**Work request**.
What lines in the records below hold the string "then"? Please show them.

**The records**.
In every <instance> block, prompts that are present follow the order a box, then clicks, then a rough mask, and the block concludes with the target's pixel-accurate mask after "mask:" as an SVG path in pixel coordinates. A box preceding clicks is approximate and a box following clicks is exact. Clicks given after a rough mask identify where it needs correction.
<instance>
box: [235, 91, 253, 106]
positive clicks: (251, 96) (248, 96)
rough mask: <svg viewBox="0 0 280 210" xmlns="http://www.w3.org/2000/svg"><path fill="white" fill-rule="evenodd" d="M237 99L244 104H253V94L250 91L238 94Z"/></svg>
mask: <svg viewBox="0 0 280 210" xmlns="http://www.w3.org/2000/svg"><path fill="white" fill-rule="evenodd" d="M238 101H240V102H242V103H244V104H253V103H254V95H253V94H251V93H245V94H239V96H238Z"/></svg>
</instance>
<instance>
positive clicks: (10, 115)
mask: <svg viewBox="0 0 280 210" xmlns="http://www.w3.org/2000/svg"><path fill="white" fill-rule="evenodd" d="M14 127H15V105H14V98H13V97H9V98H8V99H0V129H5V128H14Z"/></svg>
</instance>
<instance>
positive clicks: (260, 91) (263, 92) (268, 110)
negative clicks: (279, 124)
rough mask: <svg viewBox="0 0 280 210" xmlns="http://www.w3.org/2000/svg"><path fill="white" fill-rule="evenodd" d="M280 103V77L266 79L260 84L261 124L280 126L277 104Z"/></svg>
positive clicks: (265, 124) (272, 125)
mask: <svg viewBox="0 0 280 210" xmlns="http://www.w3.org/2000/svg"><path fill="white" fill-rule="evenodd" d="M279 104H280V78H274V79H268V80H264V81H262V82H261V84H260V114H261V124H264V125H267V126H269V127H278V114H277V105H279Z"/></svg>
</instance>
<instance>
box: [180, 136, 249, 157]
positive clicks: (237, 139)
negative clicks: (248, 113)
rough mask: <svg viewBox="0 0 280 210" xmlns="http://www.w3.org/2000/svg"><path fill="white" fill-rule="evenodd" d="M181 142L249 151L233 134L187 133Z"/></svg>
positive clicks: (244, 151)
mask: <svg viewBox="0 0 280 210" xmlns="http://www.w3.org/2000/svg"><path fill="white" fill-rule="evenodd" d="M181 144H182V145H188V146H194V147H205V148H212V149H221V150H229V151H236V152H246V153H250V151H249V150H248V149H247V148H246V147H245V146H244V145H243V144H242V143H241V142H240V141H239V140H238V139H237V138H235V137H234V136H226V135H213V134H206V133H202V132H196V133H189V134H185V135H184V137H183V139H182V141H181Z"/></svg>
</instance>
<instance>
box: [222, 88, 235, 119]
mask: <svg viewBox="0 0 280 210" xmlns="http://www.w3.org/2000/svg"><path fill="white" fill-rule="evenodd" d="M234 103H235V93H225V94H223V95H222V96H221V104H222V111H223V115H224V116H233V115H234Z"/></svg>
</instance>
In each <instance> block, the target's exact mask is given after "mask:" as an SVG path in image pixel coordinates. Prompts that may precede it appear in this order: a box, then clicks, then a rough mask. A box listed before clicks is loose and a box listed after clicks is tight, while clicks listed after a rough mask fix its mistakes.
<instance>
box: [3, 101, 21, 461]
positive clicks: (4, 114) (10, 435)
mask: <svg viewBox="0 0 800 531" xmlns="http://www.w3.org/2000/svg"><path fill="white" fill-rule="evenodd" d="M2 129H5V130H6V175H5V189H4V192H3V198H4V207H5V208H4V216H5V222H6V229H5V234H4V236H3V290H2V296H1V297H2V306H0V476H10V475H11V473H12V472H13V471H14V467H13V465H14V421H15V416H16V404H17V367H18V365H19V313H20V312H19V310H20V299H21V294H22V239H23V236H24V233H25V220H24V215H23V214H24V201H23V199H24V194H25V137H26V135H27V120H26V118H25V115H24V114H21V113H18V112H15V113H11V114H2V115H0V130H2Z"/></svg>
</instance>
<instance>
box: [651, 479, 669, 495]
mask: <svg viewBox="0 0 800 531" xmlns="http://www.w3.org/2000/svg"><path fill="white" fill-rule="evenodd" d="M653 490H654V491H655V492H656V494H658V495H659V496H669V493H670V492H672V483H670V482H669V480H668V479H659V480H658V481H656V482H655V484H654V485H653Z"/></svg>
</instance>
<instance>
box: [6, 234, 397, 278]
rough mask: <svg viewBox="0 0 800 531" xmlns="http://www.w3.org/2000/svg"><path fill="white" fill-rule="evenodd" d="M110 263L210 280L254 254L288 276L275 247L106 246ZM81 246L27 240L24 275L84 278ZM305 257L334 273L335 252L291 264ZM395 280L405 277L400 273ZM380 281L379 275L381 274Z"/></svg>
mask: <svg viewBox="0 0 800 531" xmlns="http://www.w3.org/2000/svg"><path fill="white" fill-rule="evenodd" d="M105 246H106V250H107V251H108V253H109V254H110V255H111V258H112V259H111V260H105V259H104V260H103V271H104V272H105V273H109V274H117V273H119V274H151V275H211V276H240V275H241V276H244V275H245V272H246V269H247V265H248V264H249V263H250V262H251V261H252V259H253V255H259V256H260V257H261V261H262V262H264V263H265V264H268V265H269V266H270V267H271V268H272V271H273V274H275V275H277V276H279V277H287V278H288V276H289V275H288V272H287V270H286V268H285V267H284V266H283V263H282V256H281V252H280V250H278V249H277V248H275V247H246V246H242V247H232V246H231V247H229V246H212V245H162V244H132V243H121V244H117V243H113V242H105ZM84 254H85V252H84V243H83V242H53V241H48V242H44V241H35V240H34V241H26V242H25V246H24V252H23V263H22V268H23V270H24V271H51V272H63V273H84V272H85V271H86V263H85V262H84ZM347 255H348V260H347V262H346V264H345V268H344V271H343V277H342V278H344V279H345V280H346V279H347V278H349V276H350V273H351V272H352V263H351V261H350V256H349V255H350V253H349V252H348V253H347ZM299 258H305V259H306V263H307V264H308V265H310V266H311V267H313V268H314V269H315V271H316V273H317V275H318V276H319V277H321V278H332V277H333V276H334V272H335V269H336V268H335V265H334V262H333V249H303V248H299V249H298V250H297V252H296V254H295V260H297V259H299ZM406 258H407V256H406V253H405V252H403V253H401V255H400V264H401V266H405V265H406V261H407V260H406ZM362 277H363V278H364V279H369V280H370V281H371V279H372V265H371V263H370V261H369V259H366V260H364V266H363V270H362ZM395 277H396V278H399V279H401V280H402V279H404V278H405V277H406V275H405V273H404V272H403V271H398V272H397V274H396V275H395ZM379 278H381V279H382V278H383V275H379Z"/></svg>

**Solved problem**.
In every <instance> block, prompts that are present follow the order a box, then clicks, then a rough mask, and the block concludes with the target's pixel-accurate mask after "mask:" as an SVG path in pixel coordinates. A box preceding clicks is approximate and a box following clicks is exact. Clicks given after a rough mask identify where it needs correction.
In each <instance> block, the target's exact mask is given after "mask:" as an SVG path in image pixel coordinates. Prompts that may precede it appear in this order: a box, then clicks, then a rough mask. A box listed before clicks is loose and a box listed after clicks is tight, while clicks listed after a rough mask fix its mistakes.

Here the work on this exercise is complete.